#### [YOUR INSTRUCTIONS]
Reproduce every line of the data below verbatim and in the same order, without changing any wording or numbers.

#### [EXERCISE DATA]
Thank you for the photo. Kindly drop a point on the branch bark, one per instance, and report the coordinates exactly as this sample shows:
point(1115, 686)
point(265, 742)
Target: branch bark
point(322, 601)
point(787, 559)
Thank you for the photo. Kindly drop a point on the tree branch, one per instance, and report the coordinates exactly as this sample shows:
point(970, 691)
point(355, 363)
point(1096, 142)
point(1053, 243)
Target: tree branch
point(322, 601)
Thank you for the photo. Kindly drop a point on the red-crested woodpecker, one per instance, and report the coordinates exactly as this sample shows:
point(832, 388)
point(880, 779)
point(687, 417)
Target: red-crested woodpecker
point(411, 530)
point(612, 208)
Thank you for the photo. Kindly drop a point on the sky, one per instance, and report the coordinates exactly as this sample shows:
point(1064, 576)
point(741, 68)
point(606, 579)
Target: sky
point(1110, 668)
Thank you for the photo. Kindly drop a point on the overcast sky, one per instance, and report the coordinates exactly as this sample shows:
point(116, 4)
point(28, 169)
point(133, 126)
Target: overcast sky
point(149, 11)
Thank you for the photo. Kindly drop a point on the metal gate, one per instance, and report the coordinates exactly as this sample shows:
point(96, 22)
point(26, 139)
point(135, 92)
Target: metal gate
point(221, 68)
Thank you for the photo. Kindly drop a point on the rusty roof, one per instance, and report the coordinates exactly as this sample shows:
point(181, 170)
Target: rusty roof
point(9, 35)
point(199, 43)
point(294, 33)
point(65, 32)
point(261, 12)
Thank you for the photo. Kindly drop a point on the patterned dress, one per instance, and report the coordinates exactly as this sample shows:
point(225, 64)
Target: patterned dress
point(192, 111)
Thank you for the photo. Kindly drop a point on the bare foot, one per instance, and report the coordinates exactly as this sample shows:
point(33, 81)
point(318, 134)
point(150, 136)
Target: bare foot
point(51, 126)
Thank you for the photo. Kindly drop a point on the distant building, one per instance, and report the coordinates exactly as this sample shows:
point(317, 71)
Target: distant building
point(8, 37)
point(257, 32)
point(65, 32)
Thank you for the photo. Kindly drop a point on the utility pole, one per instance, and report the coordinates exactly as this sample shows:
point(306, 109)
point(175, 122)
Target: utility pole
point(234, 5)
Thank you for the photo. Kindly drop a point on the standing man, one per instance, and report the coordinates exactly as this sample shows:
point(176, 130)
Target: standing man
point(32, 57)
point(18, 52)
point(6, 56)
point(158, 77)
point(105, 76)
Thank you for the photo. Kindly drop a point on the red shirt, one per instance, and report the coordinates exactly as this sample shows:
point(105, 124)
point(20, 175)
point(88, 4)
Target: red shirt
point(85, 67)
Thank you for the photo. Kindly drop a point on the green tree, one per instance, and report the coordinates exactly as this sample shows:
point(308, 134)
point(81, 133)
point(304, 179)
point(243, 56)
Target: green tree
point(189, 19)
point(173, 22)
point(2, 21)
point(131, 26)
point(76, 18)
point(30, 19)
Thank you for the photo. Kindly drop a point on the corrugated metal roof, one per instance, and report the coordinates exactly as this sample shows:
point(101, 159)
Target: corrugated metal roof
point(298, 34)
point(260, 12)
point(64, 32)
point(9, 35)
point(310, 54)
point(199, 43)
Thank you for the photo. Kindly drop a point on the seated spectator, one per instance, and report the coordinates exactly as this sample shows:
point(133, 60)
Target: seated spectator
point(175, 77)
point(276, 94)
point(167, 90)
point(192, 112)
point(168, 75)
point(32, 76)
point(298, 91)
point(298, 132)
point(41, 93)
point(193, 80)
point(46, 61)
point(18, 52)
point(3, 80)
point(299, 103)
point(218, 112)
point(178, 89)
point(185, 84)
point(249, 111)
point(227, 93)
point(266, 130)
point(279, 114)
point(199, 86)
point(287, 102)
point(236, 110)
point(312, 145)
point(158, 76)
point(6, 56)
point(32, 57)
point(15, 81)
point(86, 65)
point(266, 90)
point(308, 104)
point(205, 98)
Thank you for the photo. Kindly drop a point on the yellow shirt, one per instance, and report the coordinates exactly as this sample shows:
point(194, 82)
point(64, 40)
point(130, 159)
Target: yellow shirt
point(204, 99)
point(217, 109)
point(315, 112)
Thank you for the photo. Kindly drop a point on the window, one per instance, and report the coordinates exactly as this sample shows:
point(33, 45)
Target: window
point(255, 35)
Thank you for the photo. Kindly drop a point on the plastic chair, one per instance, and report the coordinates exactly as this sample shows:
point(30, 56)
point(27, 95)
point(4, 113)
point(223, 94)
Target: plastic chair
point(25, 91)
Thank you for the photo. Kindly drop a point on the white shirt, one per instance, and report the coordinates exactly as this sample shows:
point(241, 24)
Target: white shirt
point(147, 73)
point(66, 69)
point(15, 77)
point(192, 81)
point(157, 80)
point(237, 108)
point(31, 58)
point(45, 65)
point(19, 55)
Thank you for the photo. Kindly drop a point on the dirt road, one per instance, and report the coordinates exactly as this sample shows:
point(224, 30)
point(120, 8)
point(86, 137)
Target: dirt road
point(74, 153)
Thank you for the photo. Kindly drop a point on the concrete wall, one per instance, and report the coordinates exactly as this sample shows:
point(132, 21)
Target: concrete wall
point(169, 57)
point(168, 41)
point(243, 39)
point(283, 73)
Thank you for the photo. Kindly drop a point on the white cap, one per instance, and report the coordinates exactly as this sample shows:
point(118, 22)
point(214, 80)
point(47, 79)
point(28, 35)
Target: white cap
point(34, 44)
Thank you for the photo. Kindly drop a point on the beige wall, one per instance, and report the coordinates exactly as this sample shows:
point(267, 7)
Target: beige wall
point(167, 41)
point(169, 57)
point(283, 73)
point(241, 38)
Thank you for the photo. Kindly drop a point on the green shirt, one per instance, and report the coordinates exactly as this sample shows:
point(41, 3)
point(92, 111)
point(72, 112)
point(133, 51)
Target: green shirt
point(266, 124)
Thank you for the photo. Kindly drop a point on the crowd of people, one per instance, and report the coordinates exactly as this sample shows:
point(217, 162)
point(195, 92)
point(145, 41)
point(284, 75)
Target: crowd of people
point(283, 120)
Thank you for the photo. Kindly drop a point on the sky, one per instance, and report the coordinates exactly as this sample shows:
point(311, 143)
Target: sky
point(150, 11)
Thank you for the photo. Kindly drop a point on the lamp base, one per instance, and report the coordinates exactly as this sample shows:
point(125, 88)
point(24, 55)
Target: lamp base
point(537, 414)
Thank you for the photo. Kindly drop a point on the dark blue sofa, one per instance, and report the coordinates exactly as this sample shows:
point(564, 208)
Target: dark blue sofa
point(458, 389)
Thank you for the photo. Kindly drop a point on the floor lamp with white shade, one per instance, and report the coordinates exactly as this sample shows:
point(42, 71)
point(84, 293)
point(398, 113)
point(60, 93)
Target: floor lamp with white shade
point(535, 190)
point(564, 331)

#### [FINAL RESULT]
Thank you for the photo. Kindly drop a point on the branch bark, one per instance, and report the coordinates exactly as this sample shows:
point(1115, 686)
point(265, 742)
Target: branch bark
point(322, 601)
point(787, 559)
Thank you for the photo. Kindly drop a point on the tree branch, one per instance, and report the coordinates exactly as this sample shows:
point(970, 691)
point(355, 363)
point(1096, 142)
point(1053, 243)
Target: tree branch
point(322, 601)
Thank you for the photo. Kindly drop a point on the red-crested woodpecker, one per instance, and report the coordinates exactly as this sample shows:
point(832, 388)
point(880, 779)
point(687, 417)
Target: red-crested woodpecker
point(411, 530)
point(612, 208)
Thank you for the photo. Kindly drop a point on the sky, one per instance, and report the coordinates exactly as this sample shows:
point(1064, 576)
point(741, 68)
point(606, 579)
Target: sky
point(1110, 668)
Thank you for the photo. Kindly drop a point on the overcast sky, one per instance, and report the coordinates exactly as this sample shows:
point(116, 4)
point(28, 169)
point(133, 126)
Target: overcast sky
point(149, 11)
Thank you for the photo. Kindly drop a point on the metal gate, one per instance, and report the coordinates exactly as this sample shows:
point(96, 22)
point(26, 139)
point(135, 92)
Target: metal gate
point(221, 68)
Thank you for the photo. Kindly drop a point on the rusty roof, one per instance, and report the coordinates exactly as this sample shows:
point(181, 170)
Target: rusty roof
point(9, 35)
point(199, 43)
point(294, 33)
point(65, 32)
point(261, 12)
Thank you for the photo. Kindly drop a point on the patterned dress, one per instance, and report the coordinates exactly as this sample shows:
point(225, 64)
Target: patterned dress
point(192, 111)
Thank you for the photo. Kindly drop a point on the bare foot, one per instance, and report the coordinates exactly as this sample shows:
point(33, 81)
point(318, 134)
point(150, 136)
Target: bare foot
point(51, 126)
Thank you for the photo. Kindly drop a point on the distant building, one per instance, and report the coordinates exactly as this sample shows:
point(317, 71)
Target: distant building
point(8, 37)
point(257, 32)
point(65, 32)
Thank you for the photo. Kindly drop a point on the utility pole, one per instance, and report the coordinates exactly as this sample shows:
point(306, 109)
point(175, 122)
Target: utility pole
point(234, 5)
Thank you for the photo. Kindly drop a point on the standing man, one per instance, and report the coordinates exactly as this sample shows:
point(176, 130)
Target: standing man
point(32, 57)
point(18, 52)
point(6, 56)
point(158, 77)
point(105, 76)
Thank you for the photo. Kindly drop a point on the red shirt, one per instance, and report the coordinates exactly as this sample shows:
point(105, 124)
point(20, 175)
point(88, 4)
Target: red shirt
point(85, 67)
Thank you for the photo. Kindly drop a point on the green tree, one per instance, and report the coordinates exactly as this sample shows:
point(308, 134)
point(81, 133)
point(304, 179)
point(243, 56)
Target: green tree
point(189, 19)
point(173, 22)
point(2, 21)
point(131, 26)
point(76, 18)
point(30, 19)
Thank you for the photo. Kindly drop a point on the corrugated metal roof, one per instance, and report the coordinates exactly as this sample shows:
point(101, 159)
Target: corrugated metal roof
point(298, 34)
point(260, 12)
point(64, 32)
point(9, 35)
point(310, 54)
point(199, 43)
Thank you for the photo. Kindly drop a point on the seated spectator, one per instance, and report the coordinates exactly as this sample shows:
point(133, 60)
Target: seated spectator
point(175, 77)
point(276, 94)
point(167, 90)
point(192, 112)
point(168, 75)
point(32, 76)
point(298, 91)
point(298, 132)
point(41, 93)
point(193, 80)
point(46, 61)
point(18, 52)
point(3, 80)
point(299, 103)
point(218, 112)
point(178, 89)
point(185, 84)
point(249, 111)
point(227, 93)
point(266, 130)
point(279, 114)
point(199, 86)
point(287, 102)
point(236, 110)
point(312, 145)
point(158, 76)
point(6, 56)
point(32, 57)
point(15, 81)
point(86, 65)
point(266, 90)
point(308, 104)
point(205, 98)
Thank you for the photo. Kindly drop a point on the yellow shirt, one per instance, and report the coordinates exactly as this sample shows:
point(194, 82)
point(64, 40)
point(130, 159)
Target: yellow shirt
point(204, 99)
point(217, 109)
point(315, 112)
Thank you for the photo. Kindly drop a point on the window, one per instance, and report the coordinates exactly as this sample shows:
point(33, 45)
Target: window
point(255, 35)
Thank you for the photo. Kindly drop a point on the plastic chair, one per instance, and report the coordinates exactly as this sample shows:
point(30, 56)
point(27, 95)
point(4, 113)
point(223, 94)
Target: plastic chair
point(25, 91)
Thank you for the photo. Kindly drop a point on the white shirt, one per instance, and report the coordinates exactly as this sample shows:
point(241, 24)
Target: white shirt
point(147, 73)
point(66, 69)
point(15, 77)
point(192, 81)
point(157, 80)
point(237, 108)
point(31, 58)
point(45, 65)
point(19, 55)
Thank you for the photo. Kindly drop a point on the dirt road, one per instance, and report the coordinates exactly as this sample shows:
point(224, 30)
point(120, 8)
point(86, 137)
Target: dirt road
point(74, 153)
Thank you for the photo. Kindly drop a point on the concrete wall, one per instance, and report the coordinates exactly as this sample shows:
point(132, 21)
Target: concrete wall
point(169, 57)
point(168, 41)
point(243, 39)
point(283, 73)
Thank you for the photo. Kindly drop a point on the white cap, one per instance, and report the coordinates exactly as this sample shows:
point(118, 22)
point(214, 80)
point(47, 79)
point(28, 35)
Target: white cap
point(34, 44)
Thank you for the photo. Kindly drop a point on the beige wall, one per instance, and report the coordinates exactly as this sample shows:
point(267, 7)
Target: beige wall
point(167, 41)
point(169, 57)
point(283, 73)
point(241, 38)
Thank you for the photo. Kindly drop a point on the green shirt, one per instance, and report the coordinates exactly as this sample shows:
point(41, 3)
point(92, 111)
point(72, 112)
point(133, 51)
Target: green shirt
point(266, 124)
Thank you for the photo. Kindly drop a point on the crowd of people, one per instance, and report the coordinates exactly as this sample shows:
point(217, 162)
point(195, 92)
point(145, 41)
point(284, 75)
Target: crowd of people
point(283, 120)
Thank you for the photo. Kindly drop a point on the sky, one per instance, and report the coordinates exactly as this sample shows:
point(311, 143)
Target: sky
point(150, 11)
Thank you for the photo. Kindly drop a point on the lamp base, one per instance, and report the coordinates exactly as this sample shows:
point(125, 88)
point(24, 55)
Target: lamp base
point(537, 414)
Thank you for the photo. Kindly drop a point on the dark blue sofa, one per instance, and report the coordinates exactly as this sample shows:
point(564, 208)
Target: dark blue sofa
point(458, 389)
Thank you for the photo. Kindly drop a point on the floor lamp with white shade, one per instance, and report the coordinates exactly as this sample shows:
point(42, 71)
point(84, 293)
point(398, 113)
point(60, 93)
Target: floor lamp with white shade
point(535, 190)
point(564, 331)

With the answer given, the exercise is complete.